(What to work on): The result should consist solely of the line containing "Find the person's back" and the lines that follow it below, each reproduced exactly, the last line included.

Start of Listed entries

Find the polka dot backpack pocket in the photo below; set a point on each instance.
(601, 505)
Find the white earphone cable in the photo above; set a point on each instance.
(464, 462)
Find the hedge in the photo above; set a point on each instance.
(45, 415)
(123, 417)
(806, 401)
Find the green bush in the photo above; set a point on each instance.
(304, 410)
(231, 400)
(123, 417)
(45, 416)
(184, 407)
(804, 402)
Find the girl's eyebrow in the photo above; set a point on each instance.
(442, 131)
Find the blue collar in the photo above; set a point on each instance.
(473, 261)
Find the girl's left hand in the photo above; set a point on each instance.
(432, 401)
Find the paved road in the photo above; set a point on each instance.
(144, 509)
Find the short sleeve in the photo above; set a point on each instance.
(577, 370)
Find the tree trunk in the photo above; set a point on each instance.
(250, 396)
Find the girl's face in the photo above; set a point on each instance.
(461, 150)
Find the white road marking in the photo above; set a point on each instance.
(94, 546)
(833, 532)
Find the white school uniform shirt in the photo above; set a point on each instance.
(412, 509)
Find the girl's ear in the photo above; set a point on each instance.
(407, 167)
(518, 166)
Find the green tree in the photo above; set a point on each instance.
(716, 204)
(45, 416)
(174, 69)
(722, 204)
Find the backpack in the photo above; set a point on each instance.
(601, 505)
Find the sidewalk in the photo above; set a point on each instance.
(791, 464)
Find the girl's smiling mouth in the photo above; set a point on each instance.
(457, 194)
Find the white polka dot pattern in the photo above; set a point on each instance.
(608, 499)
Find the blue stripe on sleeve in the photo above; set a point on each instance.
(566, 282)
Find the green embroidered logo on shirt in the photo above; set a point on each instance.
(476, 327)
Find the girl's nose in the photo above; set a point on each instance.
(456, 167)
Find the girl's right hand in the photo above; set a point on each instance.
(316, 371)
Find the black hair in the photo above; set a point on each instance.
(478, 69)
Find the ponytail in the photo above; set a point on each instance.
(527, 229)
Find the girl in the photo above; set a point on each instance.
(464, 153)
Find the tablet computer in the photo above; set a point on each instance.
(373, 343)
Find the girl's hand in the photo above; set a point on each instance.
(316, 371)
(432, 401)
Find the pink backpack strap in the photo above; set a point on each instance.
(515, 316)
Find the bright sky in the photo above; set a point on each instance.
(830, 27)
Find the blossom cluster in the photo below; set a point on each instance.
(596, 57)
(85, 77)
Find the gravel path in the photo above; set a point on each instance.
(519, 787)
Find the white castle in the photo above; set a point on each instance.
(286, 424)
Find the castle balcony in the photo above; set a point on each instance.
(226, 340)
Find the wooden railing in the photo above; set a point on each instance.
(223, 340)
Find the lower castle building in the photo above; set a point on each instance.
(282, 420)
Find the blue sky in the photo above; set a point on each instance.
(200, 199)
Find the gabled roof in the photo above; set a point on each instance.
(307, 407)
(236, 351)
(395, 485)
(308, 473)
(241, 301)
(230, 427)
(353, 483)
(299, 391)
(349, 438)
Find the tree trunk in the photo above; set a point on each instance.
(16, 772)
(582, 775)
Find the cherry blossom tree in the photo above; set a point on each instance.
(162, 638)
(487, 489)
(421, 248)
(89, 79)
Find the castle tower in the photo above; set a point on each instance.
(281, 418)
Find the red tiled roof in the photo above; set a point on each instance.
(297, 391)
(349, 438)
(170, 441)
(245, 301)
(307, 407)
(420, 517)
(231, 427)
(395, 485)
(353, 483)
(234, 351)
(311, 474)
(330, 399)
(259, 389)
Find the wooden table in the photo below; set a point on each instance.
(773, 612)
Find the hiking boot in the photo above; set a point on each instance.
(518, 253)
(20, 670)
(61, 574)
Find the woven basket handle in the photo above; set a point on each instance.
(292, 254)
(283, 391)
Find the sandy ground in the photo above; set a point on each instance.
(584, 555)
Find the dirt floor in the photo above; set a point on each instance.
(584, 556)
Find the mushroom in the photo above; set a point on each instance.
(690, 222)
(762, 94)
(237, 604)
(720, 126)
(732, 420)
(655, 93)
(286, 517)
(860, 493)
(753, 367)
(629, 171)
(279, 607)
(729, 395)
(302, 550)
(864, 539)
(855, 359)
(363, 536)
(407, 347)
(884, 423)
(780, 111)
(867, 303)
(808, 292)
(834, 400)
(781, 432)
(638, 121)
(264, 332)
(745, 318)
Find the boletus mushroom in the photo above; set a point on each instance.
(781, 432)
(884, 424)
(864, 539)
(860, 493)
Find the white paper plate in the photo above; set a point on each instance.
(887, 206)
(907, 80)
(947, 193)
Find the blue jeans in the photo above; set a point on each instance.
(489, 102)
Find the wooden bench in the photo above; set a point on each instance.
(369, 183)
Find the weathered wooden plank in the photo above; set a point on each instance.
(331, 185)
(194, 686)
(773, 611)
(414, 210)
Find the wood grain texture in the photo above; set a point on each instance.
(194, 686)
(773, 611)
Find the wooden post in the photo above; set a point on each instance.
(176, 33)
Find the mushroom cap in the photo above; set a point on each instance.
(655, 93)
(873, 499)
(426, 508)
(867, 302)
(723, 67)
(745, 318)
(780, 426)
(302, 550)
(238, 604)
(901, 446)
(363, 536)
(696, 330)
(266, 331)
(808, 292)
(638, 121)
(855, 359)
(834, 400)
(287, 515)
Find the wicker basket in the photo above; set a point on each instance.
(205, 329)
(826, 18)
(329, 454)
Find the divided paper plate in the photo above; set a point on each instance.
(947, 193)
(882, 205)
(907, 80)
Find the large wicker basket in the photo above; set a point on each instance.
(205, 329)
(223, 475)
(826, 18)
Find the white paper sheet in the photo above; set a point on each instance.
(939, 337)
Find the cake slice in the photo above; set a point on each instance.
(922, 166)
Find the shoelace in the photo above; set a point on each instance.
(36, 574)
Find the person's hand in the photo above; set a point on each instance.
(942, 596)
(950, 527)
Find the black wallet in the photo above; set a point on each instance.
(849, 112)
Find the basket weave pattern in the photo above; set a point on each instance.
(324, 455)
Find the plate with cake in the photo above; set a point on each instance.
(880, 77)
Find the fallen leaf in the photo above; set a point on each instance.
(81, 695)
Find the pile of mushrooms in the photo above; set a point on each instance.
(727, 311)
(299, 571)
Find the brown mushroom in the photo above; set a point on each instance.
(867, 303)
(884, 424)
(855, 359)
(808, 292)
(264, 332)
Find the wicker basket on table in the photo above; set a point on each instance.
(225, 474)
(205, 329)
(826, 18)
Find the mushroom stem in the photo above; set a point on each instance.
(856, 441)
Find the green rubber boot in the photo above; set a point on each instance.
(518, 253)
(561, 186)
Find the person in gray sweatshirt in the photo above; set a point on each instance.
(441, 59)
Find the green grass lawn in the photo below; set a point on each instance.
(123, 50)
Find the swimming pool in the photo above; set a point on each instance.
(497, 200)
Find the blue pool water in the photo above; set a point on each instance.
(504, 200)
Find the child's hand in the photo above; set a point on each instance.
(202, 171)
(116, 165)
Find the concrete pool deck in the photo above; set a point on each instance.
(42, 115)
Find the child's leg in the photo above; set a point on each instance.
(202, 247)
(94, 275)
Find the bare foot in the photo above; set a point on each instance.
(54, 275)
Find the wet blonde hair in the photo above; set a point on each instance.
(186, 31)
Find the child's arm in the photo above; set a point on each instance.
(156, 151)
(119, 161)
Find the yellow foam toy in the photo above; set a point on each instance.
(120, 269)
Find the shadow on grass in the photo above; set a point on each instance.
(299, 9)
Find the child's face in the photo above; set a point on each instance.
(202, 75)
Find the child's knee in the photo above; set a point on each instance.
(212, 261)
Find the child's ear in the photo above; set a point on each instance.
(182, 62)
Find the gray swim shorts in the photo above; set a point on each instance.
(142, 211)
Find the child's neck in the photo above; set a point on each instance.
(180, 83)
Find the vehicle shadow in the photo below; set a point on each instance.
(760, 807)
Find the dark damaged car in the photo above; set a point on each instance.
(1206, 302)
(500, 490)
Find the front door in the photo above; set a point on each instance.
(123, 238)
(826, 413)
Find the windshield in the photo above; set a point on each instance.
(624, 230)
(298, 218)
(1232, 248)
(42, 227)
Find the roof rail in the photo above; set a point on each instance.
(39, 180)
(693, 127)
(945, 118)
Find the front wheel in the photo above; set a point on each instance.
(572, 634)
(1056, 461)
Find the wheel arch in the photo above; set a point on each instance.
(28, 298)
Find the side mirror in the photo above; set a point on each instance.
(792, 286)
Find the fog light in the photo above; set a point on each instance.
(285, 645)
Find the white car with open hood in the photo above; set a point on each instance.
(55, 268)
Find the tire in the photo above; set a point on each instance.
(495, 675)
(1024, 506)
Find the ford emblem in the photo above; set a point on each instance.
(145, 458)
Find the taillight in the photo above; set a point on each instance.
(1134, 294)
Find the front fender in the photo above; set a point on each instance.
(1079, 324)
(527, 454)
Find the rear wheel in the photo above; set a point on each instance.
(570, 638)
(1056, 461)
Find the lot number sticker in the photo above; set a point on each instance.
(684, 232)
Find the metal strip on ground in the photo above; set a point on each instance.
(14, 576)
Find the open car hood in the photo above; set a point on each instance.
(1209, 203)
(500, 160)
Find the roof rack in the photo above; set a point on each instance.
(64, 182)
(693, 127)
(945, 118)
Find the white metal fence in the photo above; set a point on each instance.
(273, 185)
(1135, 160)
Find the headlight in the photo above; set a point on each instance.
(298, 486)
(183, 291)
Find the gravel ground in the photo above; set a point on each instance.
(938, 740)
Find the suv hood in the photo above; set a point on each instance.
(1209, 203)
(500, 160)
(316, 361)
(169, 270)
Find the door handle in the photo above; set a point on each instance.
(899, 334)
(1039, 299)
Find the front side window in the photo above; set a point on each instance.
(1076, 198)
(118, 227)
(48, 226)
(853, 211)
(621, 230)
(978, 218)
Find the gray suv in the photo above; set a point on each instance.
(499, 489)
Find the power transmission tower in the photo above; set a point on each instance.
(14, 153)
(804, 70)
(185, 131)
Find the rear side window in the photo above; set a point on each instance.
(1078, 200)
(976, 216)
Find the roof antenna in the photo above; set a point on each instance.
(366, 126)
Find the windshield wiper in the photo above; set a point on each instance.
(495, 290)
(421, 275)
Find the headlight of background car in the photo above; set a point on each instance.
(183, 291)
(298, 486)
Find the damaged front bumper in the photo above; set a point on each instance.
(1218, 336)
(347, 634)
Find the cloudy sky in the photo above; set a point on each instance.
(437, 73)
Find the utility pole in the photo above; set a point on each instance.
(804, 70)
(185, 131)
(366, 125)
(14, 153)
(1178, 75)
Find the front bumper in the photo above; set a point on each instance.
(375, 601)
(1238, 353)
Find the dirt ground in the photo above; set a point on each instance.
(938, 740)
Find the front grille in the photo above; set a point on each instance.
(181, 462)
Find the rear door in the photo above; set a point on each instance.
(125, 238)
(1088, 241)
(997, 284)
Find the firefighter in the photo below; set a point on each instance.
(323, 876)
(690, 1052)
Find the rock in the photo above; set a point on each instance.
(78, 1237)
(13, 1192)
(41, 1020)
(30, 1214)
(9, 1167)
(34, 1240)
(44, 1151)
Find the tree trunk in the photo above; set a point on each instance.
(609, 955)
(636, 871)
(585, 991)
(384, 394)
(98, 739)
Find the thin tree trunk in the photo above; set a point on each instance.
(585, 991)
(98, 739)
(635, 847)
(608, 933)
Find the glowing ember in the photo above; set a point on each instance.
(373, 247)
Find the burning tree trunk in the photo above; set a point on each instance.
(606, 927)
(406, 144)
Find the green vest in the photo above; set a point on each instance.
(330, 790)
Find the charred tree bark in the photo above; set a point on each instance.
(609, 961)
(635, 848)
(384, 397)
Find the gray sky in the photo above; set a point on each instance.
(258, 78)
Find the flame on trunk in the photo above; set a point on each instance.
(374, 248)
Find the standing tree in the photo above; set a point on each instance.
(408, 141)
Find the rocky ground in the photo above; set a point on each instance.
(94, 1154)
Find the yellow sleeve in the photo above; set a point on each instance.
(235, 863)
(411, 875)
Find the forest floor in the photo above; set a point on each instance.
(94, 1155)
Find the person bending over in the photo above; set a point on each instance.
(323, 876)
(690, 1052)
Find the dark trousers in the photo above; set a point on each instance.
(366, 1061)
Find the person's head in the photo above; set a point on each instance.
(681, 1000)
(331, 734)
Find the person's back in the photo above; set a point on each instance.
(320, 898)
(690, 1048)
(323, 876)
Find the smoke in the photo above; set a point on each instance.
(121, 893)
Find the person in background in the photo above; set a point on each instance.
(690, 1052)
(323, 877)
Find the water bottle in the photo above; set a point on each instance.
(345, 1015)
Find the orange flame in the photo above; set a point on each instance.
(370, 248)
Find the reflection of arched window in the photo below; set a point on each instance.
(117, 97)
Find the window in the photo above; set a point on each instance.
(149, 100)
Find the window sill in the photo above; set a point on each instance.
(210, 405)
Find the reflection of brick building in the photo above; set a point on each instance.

End of Listed entries

(Completed exercise):
Find the person's back in the photo above; set a point on each instance.
(320, 898)
(690, 1048)
(323, 876)
Find the smoke in the photo above; set a point on each instance.
(121, 893)
Find the person in background in the photo above; set a point on each instance.
(690, 1052)
(323, 877)
Find the water bottle in the photo above; set a point on each instance.
(345, 1015)
Find the orange flame in the photo above; set a point on each instance.
(370, 248)
Find the reflection of arched window in the photo below; set a point on each instance.
(117, 97)
Find the window in the photo above; set a point on each instance.
(149, 100)
Find the window sill in the photo above; set a point on each instance.
(210, 405)
Find the reflection of brick building in the photo above; set a point on each instance.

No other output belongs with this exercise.